**What is expected:**
Filter these entries so that only lines with the word "stone" remain.

**Stored data entries:**
╔══

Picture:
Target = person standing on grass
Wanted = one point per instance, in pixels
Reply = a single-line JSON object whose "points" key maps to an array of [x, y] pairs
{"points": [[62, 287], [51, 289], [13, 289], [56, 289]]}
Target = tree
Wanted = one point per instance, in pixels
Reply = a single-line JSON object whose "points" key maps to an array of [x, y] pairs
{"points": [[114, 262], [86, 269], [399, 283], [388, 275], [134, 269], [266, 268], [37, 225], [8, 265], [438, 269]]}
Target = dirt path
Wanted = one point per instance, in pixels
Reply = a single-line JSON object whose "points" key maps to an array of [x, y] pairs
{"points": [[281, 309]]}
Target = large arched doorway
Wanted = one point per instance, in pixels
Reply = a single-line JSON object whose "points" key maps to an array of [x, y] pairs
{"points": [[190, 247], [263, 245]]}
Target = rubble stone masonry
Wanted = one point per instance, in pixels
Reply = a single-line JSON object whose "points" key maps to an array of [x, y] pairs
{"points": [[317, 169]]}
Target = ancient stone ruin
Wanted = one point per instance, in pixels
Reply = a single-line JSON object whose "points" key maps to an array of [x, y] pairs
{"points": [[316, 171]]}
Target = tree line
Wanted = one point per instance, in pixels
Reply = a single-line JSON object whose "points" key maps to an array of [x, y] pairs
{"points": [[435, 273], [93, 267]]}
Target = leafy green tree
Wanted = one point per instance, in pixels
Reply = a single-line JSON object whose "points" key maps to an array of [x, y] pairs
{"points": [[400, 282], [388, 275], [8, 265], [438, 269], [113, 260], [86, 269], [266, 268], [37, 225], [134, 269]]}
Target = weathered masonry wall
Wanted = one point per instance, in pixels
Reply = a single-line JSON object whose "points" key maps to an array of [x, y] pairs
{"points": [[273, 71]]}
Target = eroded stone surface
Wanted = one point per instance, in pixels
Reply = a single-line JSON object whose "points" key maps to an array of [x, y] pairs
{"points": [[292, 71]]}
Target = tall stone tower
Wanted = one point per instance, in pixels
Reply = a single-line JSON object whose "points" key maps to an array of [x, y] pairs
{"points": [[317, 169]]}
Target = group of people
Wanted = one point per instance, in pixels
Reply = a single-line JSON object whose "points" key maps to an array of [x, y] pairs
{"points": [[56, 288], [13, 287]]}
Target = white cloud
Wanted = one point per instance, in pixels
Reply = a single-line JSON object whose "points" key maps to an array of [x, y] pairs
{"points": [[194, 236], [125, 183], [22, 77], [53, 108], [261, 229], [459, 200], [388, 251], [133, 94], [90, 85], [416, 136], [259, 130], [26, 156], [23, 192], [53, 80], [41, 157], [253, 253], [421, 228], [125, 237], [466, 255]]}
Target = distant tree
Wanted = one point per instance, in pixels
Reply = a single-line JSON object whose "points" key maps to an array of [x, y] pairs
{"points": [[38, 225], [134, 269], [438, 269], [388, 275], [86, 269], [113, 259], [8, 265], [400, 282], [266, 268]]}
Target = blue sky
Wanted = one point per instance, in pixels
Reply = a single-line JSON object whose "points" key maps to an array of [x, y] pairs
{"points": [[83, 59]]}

╚══

**Solution below:**
Target = rubble stone masonry
Target = ancient stone ruin
Target = eroded stone surface
Target = tall stone tower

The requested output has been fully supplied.